==== Document segment

A few years ago I had a great idea for a kids' book...closely followed by another great idea for a kids' book. Being the hasty procrastinator that I am, I started writing them both,
The Ghost Nanny was cold, scary, fun but frightening and I remember pulling faces as I wrote it. This book was happening in real-time (the best kind of book!) and I wrote it as it was 'told' to me.
School on the Run was planned. I hate planning stories but I wanted to see how it turned out and whether I could learn anything by trying a new method. Somehow this book ended up being the one which made me cry on the way to work.
I had to pull over as I'd just realised the secret of one of the main characters (that part hadn't been in the plan). I sat in the layby, crying into my sleeve, hoping no one could see me. And wondering how the unreal life could seem more important and immediate than the one rolling by on the dual carriageway.
Then, somehow, it was a year later and I kept promising a young student of mine that she would soon see The Ghost Nanny. Another year, and with my tuition work taking over so much more time, all I really did was write poetry and blogs.

========

Set exercise 1.
Rewrite the listing lines starting at the line that contains "Report the location of each instance of the grey" and ending at the line that contains "x=257, y=161", replacing "pin" with "marker" and changing nothing else. Leave the pictures out of your answer.

==== Extracted information

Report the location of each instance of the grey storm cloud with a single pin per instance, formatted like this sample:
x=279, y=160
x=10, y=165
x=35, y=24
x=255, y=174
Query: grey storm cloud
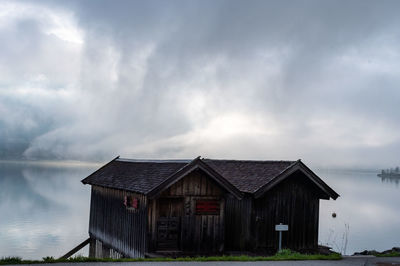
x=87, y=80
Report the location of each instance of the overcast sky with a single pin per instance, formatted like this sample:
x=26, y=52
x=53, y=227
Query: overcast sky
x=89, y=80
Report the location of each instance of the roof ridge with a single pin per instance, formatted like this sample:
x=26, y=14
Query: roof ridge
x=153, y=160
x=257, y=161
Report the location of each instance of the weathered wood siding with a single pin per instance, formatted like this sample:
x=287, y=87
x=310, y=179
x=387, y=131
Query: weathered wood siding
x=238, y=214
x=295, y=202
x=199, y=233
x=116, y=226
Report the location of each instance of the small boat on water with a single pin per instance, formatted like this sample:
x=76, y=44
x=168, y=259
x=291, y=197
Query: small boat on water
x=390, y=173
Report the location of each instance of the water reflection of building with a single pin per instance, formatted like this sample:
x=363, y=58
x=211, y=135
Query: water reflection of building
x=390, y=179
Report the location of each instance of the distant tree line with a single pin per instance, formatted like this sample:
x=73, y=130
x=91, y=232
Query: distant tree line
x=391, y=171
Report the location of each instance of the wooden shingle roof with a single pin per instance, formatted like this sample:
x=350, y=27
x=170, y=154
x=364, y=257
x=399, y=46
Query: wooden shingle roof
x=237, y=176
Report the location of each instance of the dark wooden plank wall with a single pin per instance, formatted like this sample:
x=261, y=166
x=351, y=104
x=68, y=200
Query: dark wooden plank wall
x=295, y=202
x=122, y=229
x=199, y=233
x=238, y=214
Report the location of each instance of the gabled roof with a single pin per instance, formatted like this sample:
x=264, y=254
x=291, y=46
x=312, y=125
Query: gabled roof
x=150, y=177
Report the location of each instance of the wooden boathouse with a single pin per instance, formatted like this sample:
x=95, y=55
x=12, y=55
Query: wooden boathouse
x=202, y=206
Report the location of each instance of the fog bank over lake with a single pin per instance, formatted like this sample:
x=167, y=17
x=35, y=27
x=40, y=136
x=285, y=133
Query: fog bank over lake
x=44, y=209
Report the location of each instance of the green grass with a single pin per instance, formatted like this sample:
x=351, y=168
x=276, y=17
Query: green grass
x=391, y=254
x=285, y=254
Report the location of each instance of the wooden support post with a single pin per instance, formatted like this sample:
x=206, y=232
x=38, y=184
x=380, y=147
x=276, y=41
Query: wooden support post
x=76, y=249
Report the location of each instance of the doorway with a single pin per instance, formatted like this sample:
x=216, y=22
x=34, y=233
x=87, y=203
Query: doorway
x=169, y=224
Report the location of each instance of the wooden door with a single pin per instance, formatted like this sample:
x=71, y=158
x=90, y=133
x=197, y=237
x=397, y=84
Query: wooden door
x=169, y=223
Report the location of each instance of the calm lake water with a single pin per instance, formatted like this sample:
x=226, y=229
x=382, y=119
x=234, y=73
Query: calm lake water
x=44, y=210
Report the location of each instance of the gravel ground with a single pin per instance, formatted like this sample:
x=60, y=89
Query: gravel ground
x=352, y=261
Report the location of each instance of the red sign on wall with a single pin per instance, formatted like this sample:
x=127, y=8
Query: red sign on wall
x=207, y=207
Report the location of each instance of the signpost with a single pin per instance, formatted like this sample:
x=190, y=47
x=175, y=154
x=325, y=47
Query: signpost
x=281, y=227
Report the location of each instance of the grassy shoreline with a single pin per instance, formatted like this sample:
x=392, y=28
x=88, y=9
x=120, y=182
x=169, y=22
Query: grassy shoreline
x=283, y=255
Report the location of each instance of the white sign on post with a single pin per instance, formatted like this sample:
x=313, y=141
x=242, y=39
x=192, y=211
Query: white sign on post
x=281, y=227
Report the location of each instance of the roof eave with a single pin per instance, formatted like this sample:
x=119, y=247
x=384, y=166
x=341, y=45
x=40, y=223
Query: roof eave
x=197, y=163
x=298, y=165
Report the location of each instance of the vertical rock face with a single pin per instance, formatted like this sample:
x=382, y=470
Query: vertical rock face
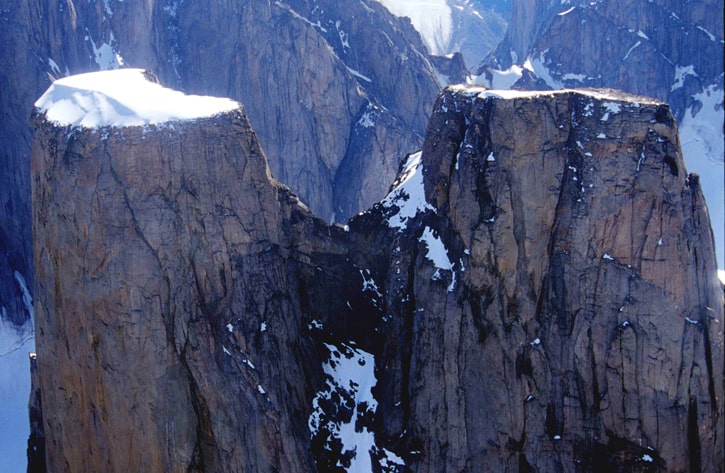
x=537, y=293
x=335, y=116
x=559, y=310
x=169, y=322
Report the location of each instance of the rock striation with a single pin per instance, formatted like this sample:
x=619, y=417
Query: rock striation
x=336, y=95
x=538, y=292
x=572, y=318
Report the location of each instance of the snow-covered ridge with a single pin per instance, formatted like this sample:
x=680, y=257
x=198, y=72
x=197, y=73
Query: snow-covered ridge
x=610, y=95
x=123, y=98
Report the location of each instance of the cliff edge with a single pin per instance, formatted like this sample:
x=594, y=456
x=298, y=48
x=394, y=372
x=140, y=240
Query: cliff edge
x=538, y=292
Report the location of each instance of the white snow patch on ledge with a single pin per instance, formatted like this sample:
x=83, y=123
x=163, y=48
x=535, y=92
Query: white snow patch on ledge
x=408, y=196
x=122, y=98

========
==== Extracted information

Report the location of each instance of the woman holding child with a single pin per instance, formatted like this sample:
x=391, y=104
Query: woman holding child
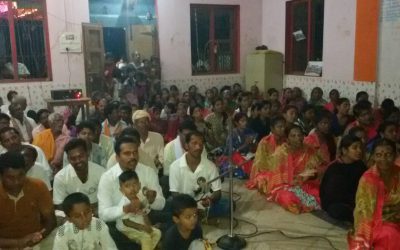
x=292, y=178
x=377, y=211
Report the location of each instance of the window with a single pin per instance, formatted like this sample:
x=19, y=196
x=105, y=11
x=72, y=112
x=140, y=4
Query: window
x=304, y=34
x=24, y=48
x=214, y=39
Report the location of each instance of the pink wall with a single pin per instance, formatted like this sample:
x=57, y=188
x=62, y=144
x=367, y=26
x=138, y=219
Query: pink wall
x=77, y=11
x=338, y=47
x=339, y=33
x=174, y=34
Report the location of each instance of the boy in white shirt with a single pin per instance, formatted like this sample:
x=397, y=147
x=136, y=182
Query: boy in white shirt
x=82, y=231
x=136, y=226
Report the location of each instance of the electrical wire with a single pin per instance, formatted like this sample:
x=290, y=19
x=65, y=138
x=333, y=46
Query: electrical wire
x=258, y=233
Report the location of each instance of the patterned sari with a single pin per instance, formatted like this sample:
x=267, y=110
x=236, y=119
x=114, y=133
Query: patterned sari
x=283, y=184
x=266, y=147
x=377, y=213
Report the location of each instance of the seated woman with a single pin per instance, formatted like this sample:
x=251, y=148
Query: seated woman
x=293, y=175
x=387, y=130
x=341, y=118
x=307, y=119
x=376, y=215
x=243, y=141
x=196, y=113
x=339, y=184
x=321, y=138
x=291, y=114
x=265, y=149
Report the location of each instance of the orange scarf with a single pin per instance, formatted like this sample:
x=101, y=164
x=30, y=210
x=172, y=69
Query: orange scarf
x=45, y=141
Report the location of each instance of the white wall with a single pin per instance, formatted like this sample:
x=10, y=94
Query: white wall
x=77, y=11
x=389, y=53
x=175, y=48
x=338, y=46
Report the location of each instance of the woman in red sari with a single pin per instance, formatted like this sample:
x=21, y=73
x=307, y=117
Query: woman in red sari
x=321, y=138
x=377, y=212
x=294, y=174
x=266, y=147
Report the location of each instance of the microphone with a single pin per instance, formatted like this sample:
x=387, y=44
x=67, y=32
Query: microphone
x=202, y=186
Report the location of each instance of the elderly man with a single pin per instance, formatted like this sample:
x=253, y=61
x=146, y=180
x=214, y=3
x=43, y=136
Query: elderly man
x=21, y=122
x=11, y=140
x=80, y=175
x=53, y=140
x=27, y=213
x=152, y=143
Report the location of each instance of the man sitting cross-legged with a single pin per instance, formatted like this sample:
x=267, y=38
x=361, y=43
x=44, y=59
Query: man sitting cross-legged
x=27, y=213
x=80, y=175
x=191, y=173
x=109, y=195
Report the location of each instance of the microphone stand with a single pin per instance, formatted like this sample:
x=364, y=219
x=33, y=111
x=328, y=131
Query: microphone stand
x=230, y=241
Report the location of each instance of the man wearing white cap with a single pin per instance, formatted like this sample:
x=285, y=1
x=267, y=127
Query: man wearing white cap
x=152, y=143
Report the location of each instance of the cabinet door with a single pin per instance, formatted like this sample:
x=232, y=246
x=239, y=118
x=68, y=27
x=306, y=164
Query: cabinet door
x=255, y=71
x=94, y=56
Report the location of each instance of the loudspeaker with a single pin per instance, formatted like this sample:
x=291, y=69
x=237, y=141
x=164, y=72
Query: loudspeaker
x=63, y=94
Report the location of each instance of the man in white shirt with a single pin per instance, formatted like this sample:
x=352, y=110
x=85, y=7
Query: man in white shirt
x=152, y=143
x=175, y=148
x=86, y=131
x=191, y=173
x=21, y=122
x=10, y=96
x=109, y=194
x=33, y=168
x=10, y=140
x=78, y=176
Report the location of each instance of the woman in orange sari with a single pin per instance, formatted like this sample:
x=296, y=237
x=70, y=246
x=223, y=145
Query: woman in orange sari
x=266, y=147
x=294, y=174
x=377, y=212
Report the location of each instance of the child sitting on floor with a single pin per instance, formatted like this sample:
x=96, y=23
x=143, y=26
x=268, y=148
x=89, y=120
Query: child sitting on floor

========

Set exercise 2.
In the account of writing two kids' books, which of the two books was planned in advance?

Complete output 1.
Report the location of each instance of the grey storm cloud with a single marker per instance, formatted like this sample:
x=279, y=160
x=10, y=165
x=35, y=24
x=255, y=174
Query: grey storm cloud
x=87, y=80
Report the location of each instance of the overcast sky with a single marker per instance, formatted like this sample:
x=26, y=52
x=53, y=227
Query: overcast sky
x=89, y=80
Report the location of each instance of the roof ridge with a single marker per instance, formatted like this sample:
x=26, y=14
Query: roof ridge
x=153, y=160
x=257, y=161

Complete output 2.
School on the Run